**Written instruction**
Put every line of the listing below into a numbered list, leaving out any blank lines.

+++++

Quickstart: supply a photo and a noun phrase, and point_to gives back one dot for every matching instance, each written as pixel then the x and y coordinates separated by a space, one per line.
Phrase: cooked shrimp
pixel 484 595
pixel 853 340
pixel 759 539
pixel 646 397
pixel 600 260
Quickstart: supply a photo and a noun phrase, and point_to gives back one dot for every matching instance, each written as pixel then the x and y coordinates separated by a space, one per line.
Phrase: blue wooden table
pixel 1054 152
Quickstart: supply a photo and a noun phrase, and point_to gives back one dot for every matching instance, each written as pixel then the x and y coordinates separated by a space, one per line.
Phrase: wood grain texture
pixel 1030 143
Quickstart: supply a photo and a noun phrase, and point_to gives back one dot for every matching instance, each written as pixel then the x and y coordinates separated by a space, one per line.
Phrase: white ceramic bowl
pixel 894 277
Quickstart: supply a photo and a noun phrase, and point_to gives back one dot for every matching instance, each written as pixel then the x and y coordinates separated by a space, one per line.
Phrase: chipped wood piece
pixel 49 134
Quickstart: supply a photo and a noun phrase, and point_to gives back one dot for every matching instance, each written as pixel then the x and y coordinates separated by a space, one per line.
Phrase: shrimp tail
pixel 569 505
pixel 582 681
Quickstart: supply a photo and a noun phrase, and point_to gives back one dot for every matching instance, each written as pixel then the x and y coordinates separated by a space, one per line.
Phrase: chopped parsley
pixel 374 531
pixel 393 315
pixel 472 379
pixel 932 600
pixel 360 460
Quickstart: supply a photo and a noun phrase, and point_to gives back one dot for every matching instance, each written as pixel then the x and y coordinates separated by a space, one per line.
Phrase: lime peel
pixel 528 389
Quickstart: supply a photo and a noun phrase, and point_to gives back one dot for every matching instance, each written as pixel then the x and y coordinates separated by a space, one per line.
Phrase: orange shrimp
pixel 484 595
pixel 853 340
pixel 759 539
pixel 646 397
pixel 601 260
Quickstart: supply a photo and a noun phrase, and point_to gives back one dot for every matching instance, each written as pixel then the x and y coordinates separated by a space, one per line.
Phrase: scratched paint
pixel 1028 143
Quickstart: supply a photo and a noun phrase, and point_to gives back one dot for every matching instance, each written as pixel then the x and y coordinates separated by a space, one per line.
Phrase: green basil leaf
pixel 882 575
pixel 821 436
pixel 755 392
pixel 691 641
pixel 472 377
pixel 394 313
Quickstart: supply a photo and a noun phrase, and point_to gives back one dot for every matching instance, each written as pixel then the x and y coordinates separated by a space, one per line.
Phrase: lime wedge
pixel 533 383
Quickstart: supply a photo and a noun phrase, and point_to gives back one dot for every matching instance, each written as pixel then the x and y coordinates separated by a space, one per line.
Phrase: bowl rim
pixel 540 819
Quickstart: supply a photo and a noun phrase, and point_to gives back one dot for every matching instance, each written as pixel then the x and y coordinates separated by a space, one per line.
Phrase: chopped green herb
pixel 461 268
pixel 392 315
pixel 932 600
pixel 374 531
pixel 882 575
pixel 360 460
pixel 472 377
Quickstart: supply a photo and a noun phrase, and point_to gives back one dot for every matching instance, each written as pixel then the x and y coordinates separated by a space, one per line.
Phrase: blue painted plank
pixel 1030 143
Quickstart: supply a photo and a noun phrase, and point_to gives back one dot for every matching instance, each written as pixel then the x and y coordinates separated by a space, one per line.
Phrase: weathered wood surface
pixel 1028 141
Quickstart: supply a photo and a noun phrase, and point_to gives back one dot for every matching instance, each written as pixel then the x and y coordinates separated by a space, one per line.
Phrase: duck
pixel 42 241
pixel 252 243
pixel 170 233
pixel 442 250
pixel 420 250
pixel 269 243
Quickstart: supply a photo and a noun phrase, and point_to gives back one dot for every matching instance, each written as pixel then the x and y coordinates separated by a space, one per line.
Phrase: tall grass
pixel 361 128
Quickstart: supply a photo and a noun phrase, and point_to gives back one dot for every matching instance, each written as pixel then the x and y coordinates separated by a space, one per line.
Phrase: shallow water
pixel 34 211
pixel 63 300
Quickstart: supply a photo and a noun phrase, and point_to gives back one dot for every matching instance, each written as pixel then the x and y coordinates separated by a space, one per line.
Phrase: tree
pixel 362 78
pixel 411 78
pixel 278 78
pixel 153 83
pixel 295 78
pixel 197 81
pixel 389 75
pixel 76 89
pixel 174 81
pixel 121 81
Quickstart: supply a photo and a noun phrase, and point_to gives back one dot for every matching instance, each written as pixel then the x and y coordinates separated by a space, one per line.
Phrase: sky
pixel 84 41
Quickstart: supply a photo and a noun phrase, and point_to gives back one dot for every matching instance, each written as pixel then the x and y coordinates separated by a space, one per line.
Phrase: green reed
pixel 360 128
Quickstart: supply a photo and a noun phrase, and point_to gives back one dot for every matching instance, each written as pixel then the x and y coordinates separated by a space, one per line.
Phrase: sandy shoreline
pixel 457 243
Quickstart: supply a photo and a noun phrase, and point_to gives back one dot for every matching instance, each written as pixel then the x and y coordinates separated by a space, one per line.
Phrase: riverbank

+++++

**Reply to the exercise**
1. Quickstart: supply a photo and a noun phrase, and point_to gives back one dot for every matching instance, each written as pixel then the x and y coordinates separated by a space, one per line.
2. Phrase: cooked shrimp
3. pixel 484 595
4. pixel 853 340
5. pixel 759 539
6. pixel 646 397
7. pixel 600 260
8. Quickstart: supply a photo and a noun phrase, and point_to gives back one dot for every matching instance, each written as pixel then the x and y coordinates separated by a space, one per line.
9. Phrase: blue wooden table
10. pixel 1054 152
11. Quickstart: supply a photo and a noun phrase, and point_to gives back one dot for every matching instance, each written as pixel then the x and y coordinates separated by a space, one per line.
12. Phrase: wood grain texture
13. pixel 1030 143
14. Quickstart: supply a photo and a noun phrase, and point_to gives back one dot for every matching instance, each written as pixel then the x and y coordinates separated by a space, one per line.
15. Phrase: white ceramic bowl
16. pixel 894 277
17. Quickstart: supply a photo and a noun phrase, and point_to gives back one dot for every matching instance, each written as pixel then the x and y coordinates separated by a space, one per line.
18. Phrase: chipped wood piece
19. pixel 49 134
20. Quickstart: supply a photo and a noun phrase, and point_to gives back one dot for every matching instance, each written as pixel then the x and y coordinates separated by a space, one per line.
21. Phrase: shrimp tail
22. pixel 569 505
23. pixel 582 681
24. Quickstart: supply a photo and a noun phrase, and point_to gives back one dot for every matching instance, each written as pixel then the x and y coordinates separated by a space, one per line.
25. Phrase: chopped parsley
26. pixel 374 531
27. pixel 393 315
28. pixel 472 379
29. pixel 932 600
30. pixel 360 460
31. Quickstart: supply a photo and a noun phrase, and point_to gives back one dot for every matching instance, each written as pixel then the x and y coordinates separated by a space, one per line.
32. Phrase: lime peel
33. pixel 528 389
34. Quickstart: supply a photo and a noun phrase, and point_to gives back one dot for every matching instance, each written as pixel then the x and y coordinates separated by a space, one per line.
35. Phrase: orange shrimp
36. pixel 484 595
37. pixel 853 340
38. pixel 759 539
39. pixel 646 397
40. pixel 601 260
41. Quickstart: supply a photo and a noun phrase, and point_to gives back one dot for every matching instance, each written as pixel then the x and y coordinates separated by a space, one per line.
42. Phrase: scratched paint
43. pixel 1028 143
44. Quickstart: supply a photo and a noun phrase, and point_to gives back one dot for every matching instance, each written as pixel then the x and y coordinates separated by a space, one per line.
45. Phrase: green basil leaf
46. pixel 882 575
47. pixel 821 436
48. pixel 755 392
49. pixel 691 641
50. pixel 472 377
51. pixel 394 313
52. Quickstart: supply a photo and a noun phrase, and point_to gives back one dot for every matching instance, each written as pixel then the x and y coordinates separated by a space, one per line.
53. Phrase: lime wedge
54. pixel 533 383
55. Quickstart: supply a photo and a noun phrase, and point_to gives back one dot for every matching instance, each written as pixel then the x and y coordinates separated by a space, one per line.
56. Phrase: bowl rim
57. pixel 540 819
58. Quickstart: supply a photo and a noun phrase, and point_to gives back one dot for every matching instance, each written as pixel then the x and y coordinates separated by a space, one per line.
59. Phrase: chopped green herb
60. pixel 461 268
61. pixel 392 315
62. pixel 932 600
63. pixel 374 531
64. pixel 882 575
65. pixel 360 460
66. pixel 472 377
67. Quickstart: supply a photo and a noun phrase, and point_to gives back one dot for every matching instance, each written as pixel then the x and y coordinates separated by a space, one per line.
68. Phrase: blue painted plank
69. pixel 1030 143
70. Quickstart: supply a photo and a noun phrase, and point_to gives back one dot for every matching instance, each written as pixel then the x and y coordinates separated by a space, one per line.
71. Phrase: weathered wood surface
72. pixel 1028 141
73. Quickstart: supply a photo and a noun phrase, and point_to gives back one dot for every matching instance, each written as pixel then the x and y coordinates separated by a space, one per line.
74. Phrase: duck
75. pixel 42 241
76. pixel 252 243
77. pixel 170 233
78. pixel 442 250
79. pixel 420 250
80. pixel 269 243
81. Quickstart: supply a photo and a noun phrase, and point_to gives back one dot for every matching instance, each written as pixel then the x and y coordinates separated by a space, one per line.
82. Phrase: tall grass
83. pixel 361 128
84. Quickstart: supply a photo and a noun phrase, and point_to gives back one dot for every matching instance, each written as pixel then the x and y coordinates separated by a space, one per line.
85. Phrase: shallow water
86. pixel 34 211
87. pixel 63 300
88. Quickstart: supply a photo and a noun phrase, and point_to gives back one dot for every matching instance, each written as pixel then the x and y coordinates separated by a space, one per line.
89. Phrase: tree
90. pixel 362 78
91. pixel 411 78
92. pixel 278 78
93. pixel 153 83
94. pixel 295 78
95. pixel 197 81
96. pixel 389 75
97. pixel 76 89
98. pixel 174 81
99. pixel 121 81
100. Quickstart: supply a photo and a noun phrase, and point_to gives back one dot for every matching instance, each written as pixel then the x and y coordinates separated by a space, one per line.
101. Phrase: sky
102. pixel 84 41
103. Quickstart: supply a photo and a noun phrase, and point_to gives back one dot for every matching instance, each written as pixel then the x and y coordinates separated by a space, one per line.
104. Phrase: green reed
105. pixel 360 128
106. Quickstart: supply a photo and a noun phrase, and point_to gives back one dot for every matching instance, each written as pixel then the x and y coordinates separated by a space, one per line.
107. Phrase: sandy shoreline
108. pixel 457 243
109. Quickstart: supply a photo and a noun phrase, and point_to gives back one dot for every matching instance, each written as pixel then the x and y coordinates separated by a space, one per line.
110. Phrase: riverbank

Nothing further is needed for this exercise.